Task inputs:
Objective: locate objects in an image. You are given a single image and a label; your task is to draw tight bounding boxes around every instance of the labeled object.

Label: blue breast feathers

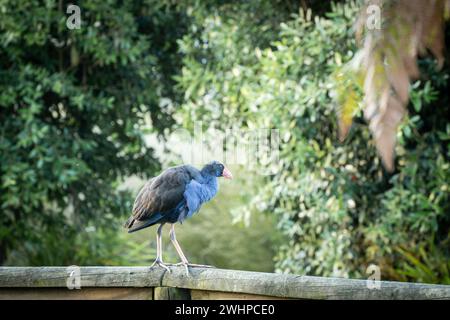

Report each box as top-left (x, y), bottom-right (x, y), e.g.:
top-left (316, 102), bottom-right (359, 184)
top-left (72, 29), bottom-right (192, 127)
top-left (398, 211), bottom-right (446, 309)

top-left (184, 177), bottom-right (219, 218)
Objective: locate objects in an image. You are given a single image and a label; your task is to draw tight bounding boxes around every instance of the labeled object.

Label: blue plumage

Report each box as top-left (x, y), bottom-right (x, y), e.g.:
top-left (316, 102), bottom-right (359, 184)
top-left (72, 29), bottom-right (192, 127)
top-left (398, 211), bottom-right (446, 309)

top-left (125, 161), bottom-right (232, 271)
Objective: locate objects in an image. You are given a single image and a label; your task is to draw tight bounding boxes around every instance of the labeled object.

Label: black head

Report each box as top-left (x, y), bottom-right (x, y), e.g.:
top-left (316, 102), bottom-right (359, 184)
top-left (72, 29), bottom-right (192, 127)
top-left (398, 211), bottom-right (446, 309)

top-left (202, 161), bottom-right (233, 179)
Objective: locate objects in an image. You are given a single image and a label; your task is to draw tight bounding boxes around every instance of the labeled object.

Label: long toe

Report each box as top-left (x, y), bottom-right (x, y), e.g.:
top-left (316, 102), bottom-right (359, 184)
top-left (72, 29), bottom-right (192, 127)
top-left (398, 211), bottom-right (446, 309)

top-left (150, 259), bottom-right (170, 273)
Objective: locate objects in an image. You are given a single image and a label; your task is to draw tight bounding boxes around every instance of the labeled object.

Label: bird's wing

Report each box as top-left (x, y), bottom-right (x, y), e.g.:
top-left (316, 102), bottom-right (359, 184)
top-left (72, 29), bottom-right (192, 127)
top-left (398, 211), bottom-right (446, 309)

top-left (129, 166), bottom-right (196, 221)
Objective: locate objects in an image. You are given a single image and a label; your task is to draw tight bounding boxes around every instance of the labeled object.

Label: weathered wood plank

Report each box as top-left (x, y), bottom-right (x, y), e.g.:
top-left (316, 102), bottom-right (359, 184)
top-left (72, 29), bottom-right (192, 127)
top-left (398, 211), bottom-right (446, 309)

top-left (162, 268), bottom-right (450, 299)
top-left (0, 287), bottom-right (153, 300)
top-left (153, 287), bottom-right (191, 300)
top-left (0, 267), bottom-right (165, 287)
top-left (0, 267), bottom-right (450, 299)
top-left (191, 290), bottom-right (289, 300)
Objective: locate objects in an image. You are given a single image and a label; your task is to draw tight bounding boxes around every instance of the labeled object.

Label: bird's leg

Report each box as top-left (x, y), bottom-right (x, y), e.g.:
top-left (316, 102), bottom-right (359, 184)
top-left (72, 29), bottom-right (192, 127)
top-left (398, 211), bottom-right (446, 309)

top-left (150, 223), bottom-right (170, 272)
top-left (169, 224), bottom-right (211, 275)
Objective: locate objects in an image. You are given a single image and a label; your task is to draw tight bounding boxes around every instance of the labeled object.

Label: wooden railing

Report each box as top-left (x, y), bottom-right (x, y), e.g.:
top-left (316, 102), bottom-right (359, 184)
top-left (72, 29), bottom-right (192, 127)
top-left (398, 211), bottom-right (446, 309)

top-left (0, 267), bottom-right (450, 300)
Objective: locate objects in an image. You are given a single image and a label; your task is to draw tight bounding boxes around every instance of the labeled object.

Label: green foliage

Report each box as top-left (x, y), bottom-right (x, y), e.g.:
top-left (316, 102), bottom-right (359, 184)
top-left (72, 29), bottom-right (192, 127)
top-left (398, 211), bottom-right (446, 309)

top-left (177, 2), bottom-right (450, 280)
top-left (0, 1), bottom-right (184, 264)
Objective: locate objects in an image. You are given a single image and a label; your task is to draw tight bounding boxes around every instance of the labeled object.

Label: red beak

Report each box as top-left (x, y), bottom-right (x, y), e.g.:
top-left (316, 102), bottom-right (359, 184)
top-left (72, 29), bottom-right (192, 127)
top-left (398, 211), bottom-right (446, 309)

top-left (222, 167), bottom-right (233, 179)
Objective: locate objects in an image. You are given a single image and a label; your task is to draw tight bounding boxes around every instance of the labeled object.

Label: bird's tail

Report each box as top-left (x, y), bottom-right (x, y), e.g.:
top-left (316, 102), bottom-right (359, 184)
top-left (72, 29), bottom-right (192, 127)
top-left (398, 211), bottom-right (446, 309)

top-left (123, 216), bottom-right (134, 229)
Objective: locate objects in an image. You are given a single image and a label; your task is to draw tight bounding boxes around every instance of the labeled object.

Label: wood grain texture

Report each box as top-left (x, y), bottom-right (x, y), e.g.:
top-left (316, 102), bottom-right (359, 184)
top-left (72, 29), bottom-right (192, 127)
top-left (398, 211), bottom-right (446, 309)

top-left (0, 267), bottom-right (450, 299)
top-left (0, 287), bottom-right (153, 300)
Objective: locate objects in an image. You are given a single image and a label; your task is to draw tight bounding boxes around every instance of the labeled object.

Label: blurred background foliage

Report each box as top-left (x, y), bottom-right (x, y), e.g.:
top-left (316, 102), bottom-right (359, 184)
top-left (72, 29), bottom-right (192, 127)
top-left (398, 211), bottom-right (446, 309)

top-left (0, 0), bottom-right (450, 283)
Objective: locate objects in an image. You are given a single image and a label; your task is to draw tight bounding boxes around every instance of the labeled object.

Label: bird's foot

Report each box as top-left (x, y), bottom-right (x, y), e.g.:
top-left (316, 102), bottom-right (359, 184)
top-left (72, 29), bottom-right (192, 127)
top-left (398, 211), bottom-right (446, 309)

top-left (150, 258), bottom-right (170, 273)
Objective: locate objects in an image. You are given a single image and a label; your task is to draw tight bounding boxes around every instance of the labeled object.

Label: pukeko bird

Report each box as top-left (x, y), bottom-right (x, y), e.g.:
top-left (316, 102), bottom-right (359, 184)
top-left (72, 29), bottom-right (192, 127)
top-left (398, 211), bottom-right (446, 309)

top-left (125, 161), bottom-right (233, 274)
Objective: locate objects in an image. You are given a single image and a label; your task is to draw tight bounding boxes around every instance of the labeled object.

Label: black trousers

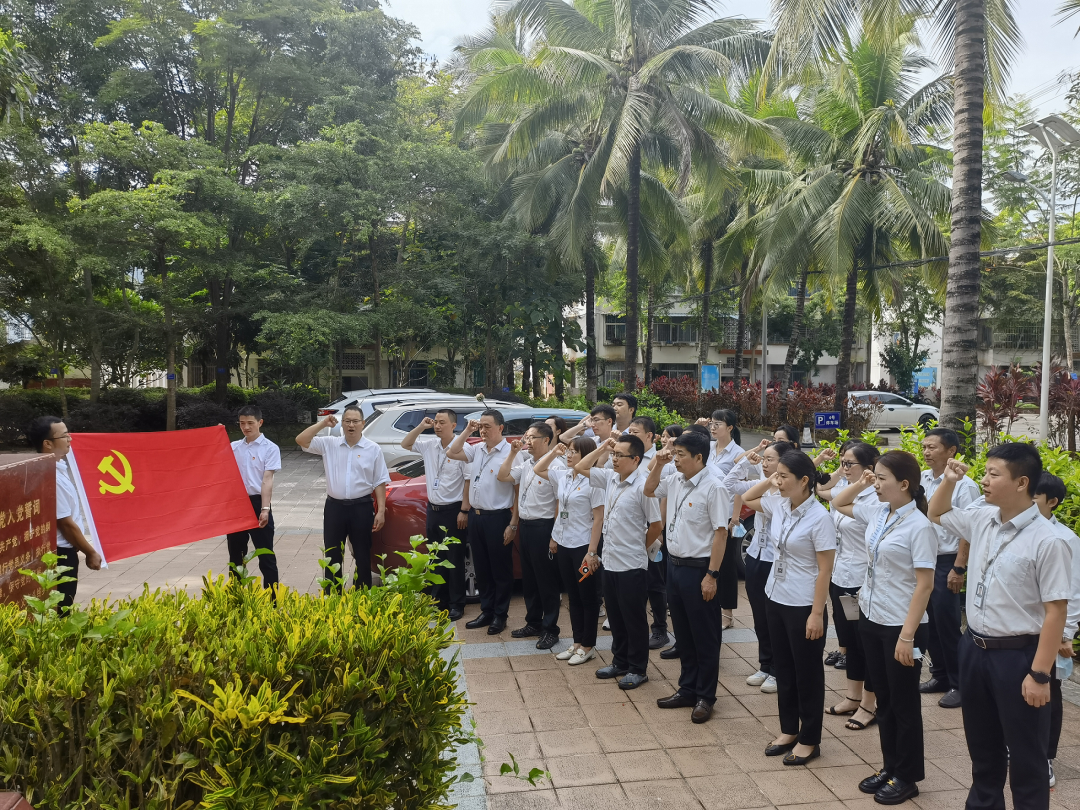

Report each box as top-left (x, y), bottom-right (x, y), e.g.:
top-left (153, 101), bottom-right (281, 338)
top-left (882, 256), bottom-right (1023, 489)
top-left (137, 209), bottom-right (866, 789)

top-left (555, 545), bottom-right (602, 647)
top-left (768, 599), bottom-right (828, 745)
top-left (225, 495), bottom-right (279, 588)
top-left (667, 557), bottom-right (723, 705)
top-left (56, 545), bottom-right (79, 612)
top-left (960, 634), bottom-right (1053, 810)
top-left (594, 568), bottom-right (649, 675)
top-left (517, 517), bottom-right (563, 636)
top-left (828, 582), bottom-right (874, 691)
top-left (927, 554), bottom-right (963, 689)
top-left (424, 501), bottom-right (465, 610)
top-left (848, 616), bottom-right (927, 782)
top-left (469, 509), bottom-right (514, 621)
top-left (323, 498), bottom-right (375, 593)
top-left (747, 557), bottom-right (774, 675)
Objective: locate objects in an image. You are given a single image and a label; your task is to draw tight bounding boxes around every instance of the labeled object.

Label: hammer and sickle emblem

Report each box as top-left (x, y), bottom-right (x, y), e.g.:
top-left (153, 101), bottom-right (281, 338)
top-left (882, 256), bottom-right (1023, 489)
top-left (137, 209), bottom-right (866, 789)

top-left (97, 450), bottom-right (135, 495)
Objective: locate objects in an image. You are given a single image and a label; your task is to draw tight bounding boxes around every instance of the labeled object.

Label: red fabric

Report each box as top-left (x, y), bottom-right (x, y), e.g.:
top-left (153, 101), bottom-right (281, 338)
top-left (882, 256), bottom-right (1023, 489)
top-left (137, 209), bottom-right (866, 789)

top-left (71, 426), bottom-right (258, 562)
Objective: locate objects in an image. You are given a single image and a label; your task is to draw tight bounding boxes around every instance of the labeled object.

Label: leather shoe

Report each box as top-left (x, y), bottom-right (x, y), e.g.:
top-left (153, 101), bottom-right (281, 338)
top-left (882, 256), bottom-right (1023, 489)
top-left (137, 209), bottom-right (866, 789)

top-left (619, 672), bottom-right (649, 689)
top-left (919, 678), bottom-right (948, 694)
top-left (596, 664), bottom-right (630, 680)
top-left (859, 769), bottom-right (889, 796)
top-left (657, 692), bottom-right (698, 708)
top-left (465, 613), bottom-right (495, 630)
top-left (874, 777), bottom-right (919, 805)
top-left (937, 689), bottom-right (963, 708)
top-left (784, 745), bottom-right (820, 768)
top-left (690, 700), bottom-right (713, 723)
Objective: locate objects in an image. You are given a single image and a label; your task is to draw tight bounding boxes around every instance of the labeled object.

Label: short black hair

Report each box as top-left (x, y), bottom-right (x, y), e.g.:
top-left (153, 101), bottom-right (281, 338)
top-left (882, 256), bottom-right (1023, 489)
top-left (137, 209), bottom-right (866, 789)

top-left (986, 442), bottom-right (1042, 498)
top-left (616, 433), bottom-right (645, 461)
top-left (922, 428), bottom-right (960, 453)
top-left (26, 416), bottom-right (64, 453)
top-left (675, 430), bottom-right (710, 463)
top-left (480, 408), bottom-right (507, 428)
top-left (529, 420), bottom-right (555, 442)
top-left (1035, 471), bottom-right (1068, 509)
top-left (589, 402), bottom-right (615, 424)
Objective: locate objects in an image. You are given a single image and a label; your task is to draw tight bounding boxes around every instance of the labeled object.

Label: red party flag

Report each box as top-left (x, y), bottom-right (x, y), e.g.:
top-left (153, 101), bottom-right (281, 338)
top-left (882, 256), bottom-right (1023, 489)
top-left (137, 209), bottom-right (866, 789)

top-left (71, 426), bottom-right (259, 562)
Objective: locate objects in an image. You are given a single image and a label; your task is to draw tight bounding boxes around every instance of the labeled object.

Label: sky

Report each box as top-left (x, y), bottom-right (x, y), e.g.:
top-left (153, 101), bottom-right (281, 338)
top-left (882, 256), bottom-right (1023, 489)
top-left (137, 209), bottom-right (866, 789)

top-left (384, 0), bottom-right (1080, 114)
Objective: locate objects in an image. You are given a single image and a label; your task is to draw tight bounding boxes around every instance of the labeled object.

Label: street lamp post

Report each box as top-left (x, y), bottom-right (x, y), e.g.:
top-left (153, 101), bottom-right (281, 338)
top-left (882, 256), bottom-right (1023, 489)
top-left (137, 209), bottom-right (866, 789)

top-left (1004, 116), bottom-right (1080, 442)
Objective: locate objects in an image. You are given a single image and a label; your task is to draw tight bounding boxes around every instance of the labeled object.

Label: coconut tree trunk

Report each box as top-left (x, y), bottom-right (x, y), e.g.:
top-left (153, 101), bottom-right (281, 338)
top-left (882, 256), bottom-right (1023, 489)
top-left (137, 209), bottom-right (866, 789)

top-left (941, 0), bottom-right (986, 438)
top-left (623, 144), bottom-right (642, 391)
top-left (834, 259), bottom-right (859, 424)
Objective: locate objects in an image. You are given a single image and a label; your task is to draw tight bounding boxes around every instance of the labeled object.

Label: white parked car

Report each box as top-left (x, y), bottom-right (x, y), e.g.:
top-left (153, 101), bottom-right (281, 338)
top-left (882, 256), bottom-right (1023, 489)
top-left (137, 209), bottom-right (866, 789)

top-left (848, 391), bottom-right (937, 430)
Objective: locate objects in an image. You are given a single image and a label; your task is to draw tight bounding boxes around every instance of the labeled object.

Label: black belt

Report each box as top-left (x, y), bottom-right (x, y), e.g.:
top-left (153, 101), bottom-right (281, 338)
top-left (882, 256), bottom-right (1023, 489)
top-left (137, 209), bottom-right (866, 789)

top-left (968, 630), bottom-right (1039, 650)
top-left (428, 501), bottom-right (461, 512)
top-left (326, 495), bottom-right (372, 507)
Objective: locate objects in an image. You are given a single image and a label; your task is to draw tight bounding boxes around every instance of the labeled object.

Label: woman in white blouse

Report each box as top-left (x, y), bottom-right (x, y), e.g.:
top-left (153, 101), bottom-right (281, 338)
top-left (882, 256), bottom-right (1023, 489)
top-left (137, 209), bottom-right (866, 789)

top-left (743, 450), bottom-right (836, 765)
top-left (532, 436), bottom-right (604, 666)
top-left (833, 450), bottom-right (937, 805)
top-left (819, 442), bottom-right (878, 731)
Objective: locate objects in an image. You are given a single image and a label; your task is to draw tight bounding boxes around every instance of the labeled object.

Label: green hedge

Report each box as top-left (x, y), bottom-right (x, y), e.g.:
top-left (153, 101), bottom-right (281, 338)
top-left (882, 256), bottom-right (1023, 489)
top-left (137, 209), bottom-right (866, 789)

top-left (0, 579), bottom-right (465, 810)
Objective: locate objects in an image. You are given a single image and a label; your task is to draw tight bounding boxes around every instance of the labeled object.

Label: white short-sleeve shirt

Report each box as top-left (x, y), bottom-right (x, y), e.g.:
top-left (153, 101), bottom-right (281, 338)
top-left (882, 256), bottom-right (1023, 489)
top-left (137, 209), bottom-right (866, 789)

top-left (413, 436), bottom-right (468, 507)
top-left (589, 465), bottom-right (660, 572)
top-left (831, 487), bottom-right (880, 588)
top-left (852, 498), bottom-right (937, 626)
top-left (653, 469), bottom-right (731, 558)
top-left (761, 492), bottom-right (836, 607)
top-left (941, 503), bottom-right (1072, 638)
top-left (922, 470), bottom-right (982, 554)
top-left (303, 436), bottom-right (390, 500)
top-left (548, 467), bottom-right (605, 549)
top-left (232, 433), bottom-right (281, 498)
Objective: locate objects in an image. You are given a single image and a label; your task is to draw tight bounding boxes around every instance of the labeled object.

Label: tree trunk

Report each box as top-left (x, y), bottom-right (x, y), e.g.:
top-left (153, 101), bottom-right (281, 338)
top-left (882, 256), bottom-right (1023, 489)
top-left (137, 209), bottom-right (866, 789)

top-left (623, 144), bottom-right (642, 391)
top-left (585, 256), bottom-right (596, 404)
top-left (833, 259), bottom-right (859, 427)
top-left (941, 0), bottom-right (986, 438)
top-left (780, 267), bottom-right (809, 397)
top-left (698, 239), bottom-right (713, 382)
top-left (645, 281), bottom-right (657, 388)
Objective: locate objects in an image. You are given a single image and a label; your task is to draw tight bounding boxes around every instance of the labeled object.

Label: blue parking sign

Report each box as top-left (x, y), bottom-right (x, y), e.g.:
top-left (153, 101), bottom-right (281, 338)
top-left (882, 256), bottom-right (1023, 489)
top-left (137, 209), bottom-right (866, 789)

top-left (813, 410), bottom-right (840, 430)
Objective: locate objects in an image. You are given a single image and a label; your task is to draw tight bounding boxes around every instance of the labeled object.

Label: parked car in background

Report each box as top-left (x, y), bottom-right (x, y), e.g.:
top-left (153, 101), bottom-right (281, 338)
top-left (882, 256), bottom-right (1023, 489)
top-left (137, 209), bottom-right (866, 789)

top-left (848, 391), bottom-right (937, 430)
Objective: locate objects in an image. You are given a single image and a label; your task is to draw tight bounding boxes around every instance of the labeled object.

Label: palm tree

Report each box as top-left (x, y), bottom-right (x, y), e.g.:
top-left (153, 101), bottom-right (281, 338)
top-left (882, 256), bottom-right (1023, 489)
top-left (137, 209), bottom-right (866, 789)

top-left (458, 0), bottom-right (775, 388)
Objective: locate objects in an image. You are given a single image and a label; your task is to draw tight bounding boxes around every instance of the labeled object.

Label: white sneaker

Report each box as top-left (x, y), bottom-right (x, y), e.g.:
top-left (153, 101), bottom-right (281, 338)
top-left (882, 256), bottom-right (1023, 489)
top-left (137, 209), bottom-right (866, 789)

top-left (570, 647), bottom-right (596, 666)
top-left (746, 670), bottom-right (769, 686)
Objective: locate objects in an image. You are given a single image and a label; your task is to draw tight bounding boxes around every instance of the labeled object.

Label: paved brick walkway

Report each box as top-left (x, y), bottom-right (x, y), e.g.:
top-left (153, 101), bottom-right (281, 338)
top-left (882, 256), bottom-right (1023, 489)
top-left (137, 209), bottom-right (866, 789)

top-left (79, 453), bottom-right (1080, 810)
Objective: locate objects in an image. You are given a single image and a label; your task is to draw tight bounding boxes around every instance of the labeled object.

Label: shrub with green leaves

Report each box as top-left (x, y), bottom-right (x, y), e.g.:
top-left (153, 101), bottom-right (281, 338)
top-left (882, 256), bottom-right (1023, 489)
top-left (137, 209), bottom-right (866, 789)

top-left (0, 578), bottom-right (465, 810)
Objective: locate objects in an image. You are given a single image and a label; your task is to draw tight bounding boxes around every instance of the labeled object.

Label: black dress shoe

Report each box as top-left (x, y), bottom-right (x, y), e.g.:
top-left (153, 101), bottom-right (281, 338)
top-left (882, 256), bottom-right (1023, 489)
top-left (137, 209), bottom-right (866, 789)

Task instructions: Recast the lines above, from the first one through the line holding "top-left (184, 177), bottom-right (219, 218)" (both included), as a JSON list of strings with one string per line. Omit blank lines and leave the pictures out.

Complete answer:
[
  "Objective: locate objects in an image. You are given a single image and a label; your task is to draw tight bounding boxes around every instance of the labeled object.",
  "Label: blue breast feathers",
  "Report each box as top-left (x, y), bottom-right (x, y), e.g.:",
  "top-left (316, 102), bottom-right (359, 184)",
  "top-left (72, 29), bottom-right (192, 127)",
  "top-left (398, 211), bottom-right (446, 309)",
  "top-left (184, 177), bottom-right (219, 218)"
]